### Extract
++++

Katie's Place Clubhouse to empower people living with mental illness

Aug. 27—SCRANTON — A budding nonprofit evoking the memory of a former city woman aims to provide vocational training, fellowship, a sense of belonging and other critical support for people living with mental illness.

Katie's Place Clubhouse, named after the late Kathleen "Katie" Shoener, embraces a model of rehabilitation manifested in more than 320 clubhouses in 30-plus countries. The nonprofit is in the process of securing a downtown Scranton location for the clubhouse, where members living with mental illness will develop job and life skills by working collectively and collaboratively to keep the operation running.

"We are classified as a mental health program but we're also a vocational program," Executive Director John Rosengrant said. "Really what we provide is ... hope and opportunities, and we place a strong emphasis on relationship building."

++++

Natural language descriptions of regions:
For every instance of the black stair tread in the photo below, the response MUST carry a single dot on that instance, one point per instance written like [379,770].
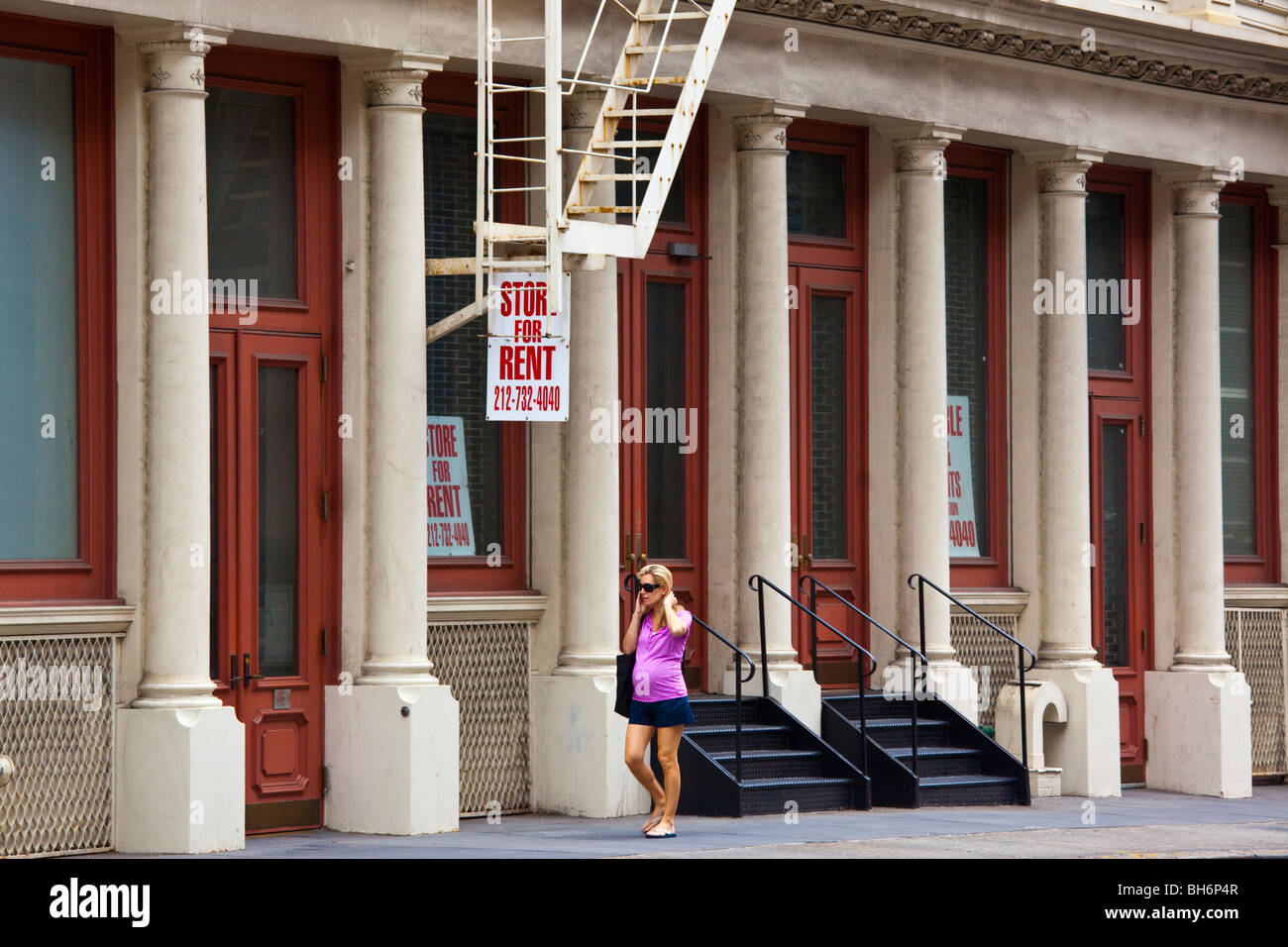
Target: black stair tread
[901,722]
[928,750]
[765,754]
[798,781]
[966,780]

++++

### Activities
1. Answer these questions about the article on Katie's Place Clubhouse, one line each:
(a) Whose memory does the clubhouse's name honor?
(b) How many clubhouses, in how many countries, reflect the rehabilitation model the nonprofit follows?
(c) What title does John Rosengrant hold?
2. Extend the article on Katie's Place Clubhouse with a few more paragraphs, starting after its final sentence.

### Outputs in order
1.
(a) The late Kathleen "Katie" Shoener
(b) More than 320 clubhouses in 30-plus countries
(c) Executive Director

2.
It's a mission Katie Shoener — a "beautiful, vibrant woman" who battled but wasn't defined by bipolar disorder — "would have been all over," her father, Ed Shoener, said.

Katie's battle ended in August 2016, when she took her own life at the age of 29. But the frank obituary penned by her dad quickly went viral, resonating with many for its emphasis that people grappling with mental illness are more than the conditions they bear.

That's evident amid the effort to establish the clubhouse. Its 29 founding members, all living with mental illness, are playing key roles, from planning, fundraising and social media promotion to policy creation.

"The really cool thing right now is that everybody who is participating in clubhouse activities is building this program," Rosengrant said. "They're kind of owning a piece of this program right from the beginning, and they're also learning administrative skills."

"The obvious benefit to this is that it gives decision making and control back to the ... member, and it shows them that they're valuable and they're needed and they're wanted as part of this program," he said.

It helps with self-esteem, said Tim Walsh, a founding member who lives with schizophrenia.

Once a physical clubhouse is established, it will adopt the concept of a "work ordered day," which emulates a typical workday. Members in different work units will be responsible for clerical, administrative, culinary and other duties, working alongside staff not as patients or clients, but as colleagues.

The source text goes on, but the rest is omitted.